● **Reading passage**
■ ■ ■ ■ ■ ■ ■

The Sex Life of the Ladybirds: Perversities
Yep, even ladybirds have perversities. On the Petri dishes on display in the labs one can often witness scenes of necrophilia, whereby the male individuals copulate with dead females (sometimes even dead males). Male individuals approach such copulation with grave seriousness, spending as much time on it as they would with a living partner.
Cases of sodomy can also be found, although relatively rarely, among ladybirds living in the wild. The males of one breed attempt to copulate with females of another breed. In some cases, due to the mismatch of reproductive organs, the partners have a hard time detaching from each other, consequently suffering extensive injuries from the intercourse. Crossbreed copulation is believed to be counter-productive as it does not produce offspring and is thus pointless.
Ladybirds, the seemingly cute and innocent creatures with a pretty name, have a propensity to cannibalism. The most violent cannibals are the larvae. However the adults can also indulge in devouring the eggs of the same kind. Pressed by the lack of food the female ladybirds can be found eating the eggs they’ve laid themselves. Such behaviour can be justified: if the environment holds no resources for the female, then it will hardly be able to supply the necessary food for her offspring. By eating the eggs, the females keep themselves alive and boost their ability to lay eggs for when the better times come. Thus, maternal cannibalism has more biological reason than the male’s disposition to sodomy and necrophilia.
Sexual promiscuity, it turns out, is punishable not only for humans, but for ladybirds as well. Adalias have been found to carry an extremely rare STD for the invertebrate animals. Half of the Adalis monitored during their autumn migration were found to have been infected with ticks. There can be up to 20 mature ticks parasites residing on one ladybird. Such parasites were previously found in tropical breeds of ladybirds and named coccipolipus.
Studies at Cambridge have come across two important facts about the relationship of the ticks with the ladybirds. Firstly, the ticks living under the wings of the ladybirds spread during long hours of their copulation. Secondly, although the ticks do not affect the ladybirds themselves significantly, they can radically change the physiology of the female ladybirds, causing them to produce eggs that are incapable of growing into baby ladybirds. These facts suffice for us to label the ticks as an STD.
Some readers may find the private life of the ladybirds resembling human sex life. This has a fairly simple explanation. Sexual reproduction, typical for animals, seeks the same goal and takes similar forms of collaborative work of functionally different partners.

■ ■ ■ ■ ■ ■ ■

● **Data for analysis**

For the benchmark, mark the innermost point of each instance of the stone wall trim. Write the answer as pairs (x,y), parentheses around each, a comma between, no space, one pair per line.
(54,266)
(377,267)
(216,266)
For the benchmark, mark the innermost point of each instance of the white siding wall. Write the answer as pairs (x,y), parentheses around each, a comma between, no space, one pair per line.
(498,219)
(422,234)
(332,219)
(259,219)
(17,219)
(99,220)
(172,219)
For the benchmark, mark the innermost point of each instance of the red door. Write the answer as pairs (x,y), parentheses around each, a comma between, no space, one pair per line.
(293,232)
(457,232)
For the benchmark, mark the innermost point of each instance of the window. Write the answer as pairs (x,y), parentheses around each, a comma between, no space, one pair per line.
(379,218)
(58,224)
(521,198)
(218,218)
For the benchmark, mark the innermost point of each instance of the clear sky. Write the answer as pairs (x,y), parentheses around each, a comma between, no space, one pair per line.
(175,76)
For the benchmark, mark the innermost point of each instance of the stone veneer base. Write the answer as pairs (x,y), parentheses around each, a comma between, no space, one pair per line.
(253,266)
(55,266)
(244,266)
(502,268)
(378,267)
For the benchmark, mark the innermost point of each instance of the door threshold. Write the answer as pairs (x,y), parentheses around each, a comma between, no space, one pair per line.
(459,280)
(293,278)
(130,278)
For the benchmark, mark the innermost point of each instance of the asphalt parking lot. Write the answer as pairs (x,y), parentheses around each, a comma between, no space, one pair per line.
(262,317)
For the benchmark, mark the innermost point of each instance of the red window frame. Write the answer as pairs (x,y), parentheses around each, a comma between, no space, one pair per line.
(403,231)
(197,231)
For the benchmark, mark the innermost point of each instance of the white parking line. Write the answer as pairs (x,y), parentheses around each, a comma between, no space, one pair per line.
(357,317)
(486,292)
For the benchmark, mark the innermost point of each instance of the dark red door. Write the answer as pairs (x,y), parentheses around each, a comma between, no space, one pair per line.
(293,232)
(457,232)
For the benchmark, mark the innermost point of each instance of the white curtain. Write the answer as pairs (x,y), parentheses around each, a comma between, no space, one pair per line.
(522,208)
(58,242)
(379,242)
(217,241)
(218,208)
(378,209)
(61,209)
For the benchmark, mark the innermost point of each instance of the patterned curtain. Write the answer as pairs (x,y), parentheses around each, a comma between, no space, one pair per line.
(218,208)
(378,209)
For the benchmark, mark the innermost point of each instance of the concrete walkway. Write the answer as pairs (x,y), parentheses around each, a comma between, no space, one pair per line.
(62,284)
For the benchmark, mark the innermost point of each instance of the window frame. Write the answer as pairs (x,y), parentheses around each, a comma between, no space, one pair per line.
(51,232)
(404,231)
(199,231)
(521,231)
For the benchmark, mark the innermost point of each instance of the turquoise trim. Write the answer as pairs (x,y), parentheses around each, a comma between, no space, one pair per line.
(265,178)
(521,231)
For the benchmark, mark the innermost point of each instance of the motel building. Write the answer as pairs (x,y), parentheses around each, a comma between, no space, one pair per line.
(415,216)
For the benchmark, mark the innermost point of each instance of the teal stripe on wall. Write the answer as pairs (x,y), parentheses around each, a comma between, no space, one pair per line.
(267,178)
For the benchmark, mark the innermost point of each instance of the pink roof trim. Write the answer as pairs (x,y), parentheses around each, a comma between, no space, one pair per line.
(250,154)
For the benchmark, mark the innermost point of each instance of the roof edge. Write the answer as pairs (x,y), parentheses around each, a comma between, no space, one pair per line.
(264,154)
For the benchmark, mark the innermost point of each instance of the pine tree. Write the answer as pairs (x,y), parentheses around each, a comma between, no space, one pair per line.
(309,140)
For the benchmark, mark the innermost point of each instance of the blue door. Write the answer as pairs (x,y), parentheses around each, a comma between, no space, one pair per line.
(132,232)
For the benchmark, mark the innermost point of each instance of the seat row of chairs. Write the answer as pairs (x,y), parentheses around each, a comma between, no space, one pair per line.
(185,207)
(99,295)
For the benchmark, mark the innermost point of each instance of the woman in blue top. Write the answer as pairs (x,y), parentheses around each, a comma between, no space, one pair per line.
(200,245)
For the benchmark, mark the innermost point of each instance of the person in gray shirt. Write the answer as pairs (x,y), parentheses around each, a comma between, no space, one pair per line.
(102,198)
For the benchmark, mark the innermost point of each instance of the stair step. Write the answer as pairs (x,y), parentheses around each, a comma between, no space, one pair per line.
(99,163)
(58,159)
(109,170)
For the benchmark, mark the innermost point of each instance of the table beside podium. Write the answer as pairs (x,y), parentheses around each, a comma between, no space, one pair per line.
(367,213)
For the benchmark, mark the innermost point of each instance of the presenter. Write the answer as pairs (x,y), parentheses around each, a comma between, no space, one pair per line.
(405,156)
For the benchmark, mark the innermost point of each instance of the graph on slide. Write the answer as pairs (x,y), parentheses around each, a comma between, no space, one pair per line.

■ ■ ■ ■ ■ ■ ■

● **Tasks to complete**
a) According to the ladybird text, where on the ladybirds do the ticks live?
b) Print the part of the ladybird text starting with "Sexual promiscuity, it" and going on through "and named coccipolipus.".
The data stand apart from the ladybird text.

● **Responses to the tasks**
a) Under the ladybirds' wings.

b)
Sexual promiscuity, it turns out, is punishable not only for humans, but for ladybirds as well. Adalias have been found to carry an extremely rare STD for the invertebrate animals. Half of the Adalis monitored during their autumn migration were found to have been infected with ticks. There can be up to 20 mature ticks parasites residing on one ladybird. Such parasites were previously found in tropical breeds of ladybirds and named coccipolipus.